### Challenge
Rewrite every line of the listing below as a numbered list, skipping blank lines and leaving out the pictures.

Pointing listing
--------------------

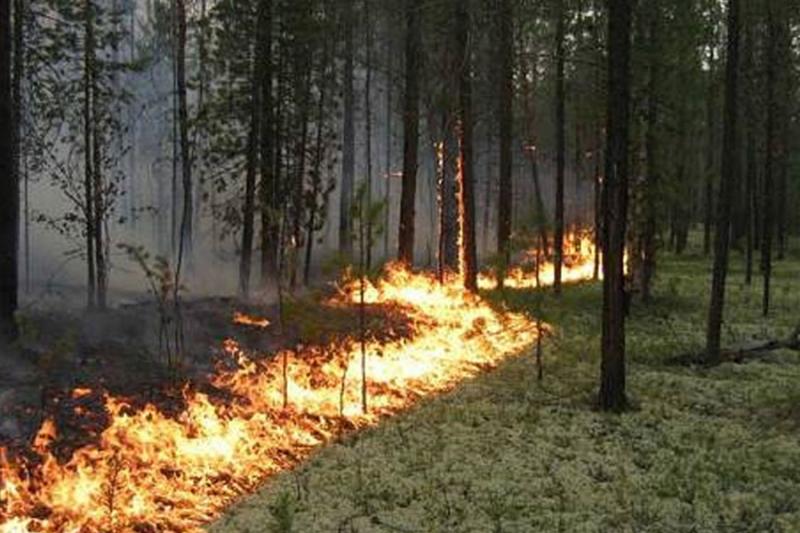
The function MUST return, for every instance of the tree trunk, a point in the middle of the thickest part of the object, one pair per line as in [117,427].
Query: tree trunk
[649,245]
[405,252]
[469,259]
[248,212]
[19,73]
[506,61]
[368,131]
[268,188]
[710,150]
[727,185]
[561,142]
[9,186]
[348,141]
[751,154]
[187,216]
[88,135]
[615,192]
[773,153]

--------------------

### Output of the exercise
1. The function MUST return, for every instance of the tree trunk, a point in the middle of the thickest part of the object, one pair per line as in [117,427].
2. Query: tree trunk
3. [649,245]
4. [405,252]
5. [469,259]
6. [248,212]
7. [19,73]
8. [506,61]
9. [368,131]
10. [268,188]
11. [710,150]
12. [727,185]
13. [561,142]
14. [9,186]
15. [348,141]
16. [751,154]
17. [187,216]
18. [88,135]
19. [615,192]
20. [773,153]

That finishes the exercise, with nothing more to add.